__Given entries__.
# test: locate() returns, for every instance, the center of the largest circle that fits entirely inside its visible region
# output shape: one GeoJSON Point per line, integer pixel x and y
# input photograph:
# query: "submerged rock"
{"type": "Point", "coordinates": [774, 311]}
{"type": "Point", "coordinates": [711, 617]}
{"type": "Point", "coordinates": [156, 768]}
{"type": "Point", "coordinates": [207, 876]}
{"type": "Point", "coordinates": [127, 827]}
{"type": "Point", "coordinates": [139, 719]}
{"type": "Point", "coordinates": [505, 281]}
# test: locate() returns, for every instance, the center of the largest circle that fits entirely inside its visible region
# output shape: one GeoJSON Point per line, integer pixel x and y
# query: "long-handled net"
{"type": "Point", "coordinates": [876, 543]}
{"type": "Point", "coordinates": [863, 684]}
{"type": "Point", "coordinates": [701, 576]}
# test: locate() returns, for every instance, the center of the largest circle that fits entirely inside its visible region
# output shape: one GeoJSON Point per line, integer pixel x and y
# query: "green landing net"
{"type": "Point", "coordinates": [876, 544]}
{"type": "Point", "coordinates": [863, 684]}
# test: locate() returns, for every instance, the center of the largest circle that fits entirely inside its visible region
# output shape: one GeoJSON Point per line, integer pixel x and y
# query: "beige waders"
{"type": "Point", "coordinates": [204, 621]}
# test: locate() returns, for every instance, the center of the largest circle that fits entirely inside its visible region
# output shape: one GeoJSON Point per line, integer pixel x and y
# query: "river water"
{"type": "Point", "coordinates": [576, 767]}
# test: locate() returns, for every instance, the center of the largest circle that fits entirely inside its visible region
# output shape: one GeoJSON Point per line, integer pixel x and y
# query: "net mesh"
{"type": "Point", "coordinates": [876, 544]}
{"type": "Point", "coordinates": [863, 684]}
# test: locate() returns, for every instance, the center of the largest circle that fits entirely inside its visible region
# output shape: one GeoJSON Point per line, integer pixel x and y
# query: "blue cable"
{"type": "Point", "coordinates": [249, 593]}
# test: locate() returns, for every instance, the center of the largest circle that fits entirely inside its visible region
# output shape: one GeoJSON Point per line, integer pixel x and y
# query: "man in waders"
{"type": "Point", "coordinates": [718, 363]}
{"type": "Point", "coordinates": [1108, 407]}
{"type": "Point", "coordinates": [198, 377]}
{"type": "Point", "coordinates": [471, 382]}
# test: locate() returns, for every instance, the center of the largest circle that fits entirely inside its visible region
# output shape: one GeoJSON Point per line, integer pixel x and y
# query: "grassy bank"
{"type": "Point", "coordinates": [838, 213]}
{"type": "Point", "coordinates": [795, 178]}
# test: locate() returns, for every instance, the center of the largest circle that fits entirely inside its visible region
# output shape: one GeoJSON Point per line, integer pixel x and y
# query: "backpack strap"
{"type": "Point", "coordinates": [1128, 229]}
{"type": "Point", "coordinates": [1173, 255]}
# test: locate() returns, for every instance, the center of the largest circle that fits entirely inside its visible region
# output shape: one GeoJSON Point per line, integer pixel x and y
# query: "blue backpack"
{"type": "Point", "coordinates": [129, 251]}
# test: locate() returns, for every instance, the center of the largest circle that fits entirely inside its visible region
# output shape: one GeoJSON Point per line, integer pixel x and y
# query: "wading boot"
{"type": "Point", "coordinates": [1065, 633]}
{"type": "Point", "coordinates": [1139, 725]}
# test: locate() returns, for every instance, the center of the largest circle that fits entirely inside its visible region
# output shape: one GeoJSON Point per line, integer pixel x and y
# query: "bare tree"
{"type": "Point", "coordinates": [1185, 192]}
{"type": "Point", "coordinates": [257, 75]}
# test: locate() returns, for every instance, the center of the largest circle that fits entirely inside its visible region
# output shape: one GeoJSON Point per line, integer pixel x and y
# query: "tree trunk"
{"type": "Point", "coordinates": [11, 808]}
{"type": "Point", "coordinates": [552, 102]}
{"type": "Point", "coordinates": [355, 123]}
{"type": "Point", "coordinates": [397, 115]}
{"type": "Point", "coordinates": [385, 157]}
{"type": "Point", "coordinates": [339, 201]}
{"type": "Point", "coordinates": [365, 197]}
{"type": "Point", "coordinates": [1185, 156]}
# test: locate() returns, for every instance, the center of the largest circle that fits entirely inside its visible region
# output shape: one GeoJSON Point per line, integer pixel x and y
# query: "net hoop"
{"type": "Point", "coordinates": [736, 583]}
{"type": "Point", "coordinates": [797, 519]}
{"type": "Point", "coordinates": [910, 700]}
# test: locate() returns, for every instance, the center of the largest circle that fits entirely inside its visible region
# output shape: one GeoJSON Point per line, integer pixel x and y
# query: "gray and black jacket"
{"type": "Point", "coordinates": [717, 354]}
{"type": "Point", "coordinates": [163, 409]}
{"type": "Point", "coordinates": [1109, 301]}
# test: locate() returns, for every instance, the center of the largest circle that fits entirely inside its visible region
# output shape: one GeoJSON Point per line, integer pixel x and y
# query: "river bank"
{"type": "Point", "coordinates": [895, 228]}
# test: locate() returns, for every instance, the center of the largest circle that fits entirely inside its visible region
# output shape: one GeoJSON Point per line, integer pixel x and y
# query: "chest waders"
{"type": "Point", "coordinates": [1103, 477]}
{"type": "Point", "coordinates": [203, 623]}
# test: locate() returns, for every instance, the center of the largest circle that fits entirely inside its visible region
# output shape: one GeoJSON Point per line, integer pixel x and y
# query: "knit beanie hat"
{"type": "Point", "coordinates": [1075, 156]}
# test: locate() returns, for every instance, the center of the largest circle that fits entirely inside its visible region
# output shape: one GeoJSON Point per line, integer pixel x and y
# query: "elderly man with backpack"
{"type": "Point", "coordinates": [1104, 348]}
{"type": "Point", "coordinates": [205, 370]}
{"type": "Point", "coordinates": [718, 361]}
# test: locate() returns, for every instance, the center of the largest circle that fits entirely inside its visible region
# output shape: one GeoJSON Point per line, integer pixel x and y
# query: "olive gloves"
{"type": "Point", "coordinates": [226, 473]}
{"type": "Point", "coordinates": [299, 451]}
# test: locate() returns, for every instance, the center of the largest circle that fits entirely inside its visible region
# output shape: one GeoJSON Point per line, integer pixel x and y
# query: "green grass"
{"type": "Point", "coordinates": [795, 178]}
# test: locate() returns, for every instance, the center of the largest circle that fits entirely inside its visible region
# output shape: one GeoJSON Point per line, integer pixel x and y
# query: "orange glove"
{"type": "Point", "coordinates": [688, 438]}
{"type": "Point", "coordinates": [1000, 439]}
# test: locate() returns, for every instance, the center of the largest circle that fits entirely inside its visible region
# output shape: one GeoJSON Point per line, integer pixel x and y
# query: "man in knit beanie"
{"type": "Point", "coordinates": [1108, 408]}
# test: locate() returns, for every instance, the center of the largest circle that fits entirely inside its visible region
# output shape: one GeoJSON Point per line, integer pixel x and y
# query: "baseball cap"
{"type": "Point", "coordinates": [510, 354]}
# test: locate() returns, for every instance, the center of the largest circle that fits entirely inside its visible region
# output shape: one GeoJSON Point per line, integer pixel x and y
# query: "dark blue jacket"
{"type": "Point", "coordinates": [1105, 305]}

__Prompt__. Copy out the data shown above without altering anything.

__Task output__.
# test: locate() returns, for every instance, the center of the largest circle that fits entirely inside its visible region
# output shape: one GeoJSON Point per line, integer pixel x and y
# input photograph:
# query: "submerged rock"
{"type": "Point", "coordinates": [774, 311]}
{"type": "Point", "coordinates": [711, 617]}
{"type": "Point", "coordinates": [156, 768]}
{"type": "Point", "coordinates": [207, 876]}
{"type": "Point", "coordinates": [127, 827]}
{"type": "Point", "coordinates": [139, 719]}
{"type": "Point", "coordinates": [505, 281]}
# test: locate() returns, for every instance, the center of the largest circle that fits entirely inside its visible region
# output shape: one GeoJSON Point per line, integer pixel x and y
# query: "long-handled net"
{"type": "Point", "coordinates": [876, 543]}
{"type": "Point", "coordinates": [863, 684]}
{"type": "Point", "coordinates": [701, 576]}
# test: locate() returns, for every instance, the center of the largest circle that fits entirely inside its visible region
# output shape: one GeoJSON Point per line, integer pixel x and y
# query: "green landing net"
{"type": "Point", "coordinates": [876, 544]}
{"type": "Point", "coordinates": [863, 684]}
# test: locate() returns, for every instance, the center of the largest circle that fits entirely inside its visible region
# output shape: one GeoJSON Point per line, integer pixel x and y
# query: "beige waders"
{"type": "Point", "coordinates": [204, 621]}
# test: locate() returns, for every instance, the center of the largest circle that fits entirely inside its visible region
# output shape: one GeoJSON Point per line, integer pixel x and y
# query: "river water"
{"type": "Point", "coordinates": [576, 767]}
# test: locate() returns, for every instance, the center of the largest circle that fits entirely inside its visible region
# output shape: one GeoJSON Point per line, integer pixel x and y
# query: "net mesh"
{"type": "Point", "coordinates": [876, 544]}
{"type": "Point", "coordinates": [863, 684]}
# test: locate() returns, for every instance, the center of the largest circle that fits entirely inside its visible region
# output shape: one GeoJSON Point per line, integer pixel x and y
# query: "blue cable"
{"type": "Point", "coordinates": [249, 593]}
# test: locate() returns, for every instance, the center of the largest circle that fits entirely inside its visible region
# output shape: one GeoJSON Point per line, integer pixel x and y
# query: "man in waders"
{"type": "Point", "coordinates": [718, 363]}
{"type": "Point", "coordinates": [1108, 407]}
{"type": "Point", "coordinates": [198, 377]}
{"type": "Point", "coordinates": [471, 382]}
# test: locate() returns, for every instance, the center of the largest circle that fits entirely inside its visible region
# output shape: one GeoJSON Point per line, integer pixel x and y
# query: "grassy bank"
{"type": "Point", "coordinates": [838, 213]}
{"type": "Point", "coordinates": [795, 178]}
# test: locate() returns, for every instance, the center of the largest circle that fits entirely inside its visible region
# output shape: one GeoJSON Point per line, integer pixel x and y
# query: "backpack strap"
{"type": "Point", "coordinates": [1128, 229]}
{"type": "Point", "coordinates": [1173, 255]}
# test: locate() returns, for every instance, the center of the largest circle that fits entirely inside its visible region
# output shape: one GeoJSON Point per line, integer pixel x and y
# query: "blue backpack"
{"type": "Point", "coordinates": [129, 251]}
# test: locate() returns, for every instance, the center of the largest circle that fits entirely inside its visible region
# output shape: one GeoJSON Point per line, integer pixel x and y
# query: "wading boot"
{"type": "Point", "coordinates": [1065, 633]}
{"type": "Point", "coordinates": [1139, 725]}
# test: locate() returns, for every instance, the center of the largest circle that fits entirely inside its visible region
# output shape: one GeoJSON Point per line, integer pixel x and y
# query: "bare tree"
{"type": "Point", "coordinates": [1185, 192]}
{"type": "Point", "coordinates": [257, 75]}
# test: locate() returns, for every instance, the center of the largest circle that fits entirely inside its visible region
# output shape: one GeoJSON Point per line, integer pixel x and y
# query: "tree trunk"
{"type": "Point", "coordinates": [11, 808]}
{"type": "Point", "coordinates": [552, 102]}
{"type": "Point", "coordinates": [355, 123]}
{"type": "Point", "coordinates": [397, 115]}
{"type": "Point", "coordinates": [385, 157]}
{"type": "Point", "coordinates": [339, 201]}
{"type": "Point", "coordinates": [365, 197]}
{"type": "Point", "coordinates": [1185, 156]}
# test: locate() returns, for every instance, the center of the largest circle that fits entirely inside its visible region
# output shape: one GeoJSON Point per line, integer pixel x and y
# query: "net hoop"
{"type": "Point", "coordinates": [736, 583]}
{"type": "Point", "coordinates": [797, 519]}
{"type": "Point", "coordinates": [910, 700]}
# test: locate() returns, for every instance, the center of the largest circle that fits entirely inside its visible region
# output shape: one GeoJSON Point per line, integer pixel x and y
# query: "gray and black jacket"
{"type": "Point", "coordinates": [717, 354]}
{"type": "Point", "coordinates": [163, 409]}
{"type": "Point", "coordinates": [1109, 301]}
# test: locate() returns, for every instance, the center of the largest circle that fits entirely inside its visible region
# output shape: one GeoJSON Point per line, integer pixel x and y
# query: "river bank"
{"type": "Point", "coordinates": [895, 228]}
# test: locate() returns, for every instance, the center of the largest circle that fits entirely inside its visible region
# output shape: one GeoJSON Point per line, integer pixel x and y
# query: "chest waders"
{"type": "Point", "coordinates": [1103, 477]}
{"type": "Point", "coordinates": [203, 623]}
# test: locate() returns, for every instance, the center of the largest circle that fits entirely inside its visible region
# output shape: one GeoJSON Point per line, integer pixel x and y
# query: "knit beanie hat"
{"type": "Point", "coordinates": [1075, 156]}
# test: locate() returns, for every instance, the center of the largest circle that fits entirely inside its visible region
# output shape: one GeoJSON Point per line, integer pixel x and y
# query: "elderly man with backpack"
{"type": "Point", "coordinates": [1104, 348]}
{"type": "Point", "coordinates": [205, 370]}
{"type": "Point", "coordinates": [718, 361]}
# test: locate() returns, for every instance, the center of the largest circle that fits entirely inside its visible region
# output shape: one GeoJSON Point per line, integer pixel x and y
# query: "olive gloves"
{"type": "Point", "coordinates": [226, 473]}
{"type": "Point", "coordinates": [299, 451]}
# test: locate() returns, for every instance, the center of the largest circle that fits entirely inside its visible region
# output shape: one GeoJSON Point per line, integer pixel x and y
# query: "green grass"
{"type": "Point", "coordinates": [795, 178]}
# test: locate() returns, for every instance, the center of the largest circle that fits entirely inside its visible region
# output shape: one GeoJSON Point per line, integer pixel x and y
# query: "orange glove"
{"type": "Point", "coordinates": [688, 438]}
{"type": "Point", "coordinates": [1000, 439]}
# test: locate() returns, for every instance, the center of the largest circle that fits entirely inside its visible region
# output shape: one GeoJSON Point per line, integer pixel x and y
# query: "man in knit beanie"
{"type": "Point", "coordinates": [1108, 408]}
# test: locate() returns, for every instance, the center of the largest circle that fits entirely inside its visible region
# output shape: one GeoJSON Point per line, integer pixel x and y
# query: "baseball cap"
{"type": "Point", "coordinates": [510, 354]}
# test: locate() returns, for every instance, the center of the largest circle that fits entirely inside its visible region
# output shape: one GeoJSON Point per line, integer pixel x and y
# query: "dark blue jacket"
{"type": "Point", "coordinates": [1105, 305]}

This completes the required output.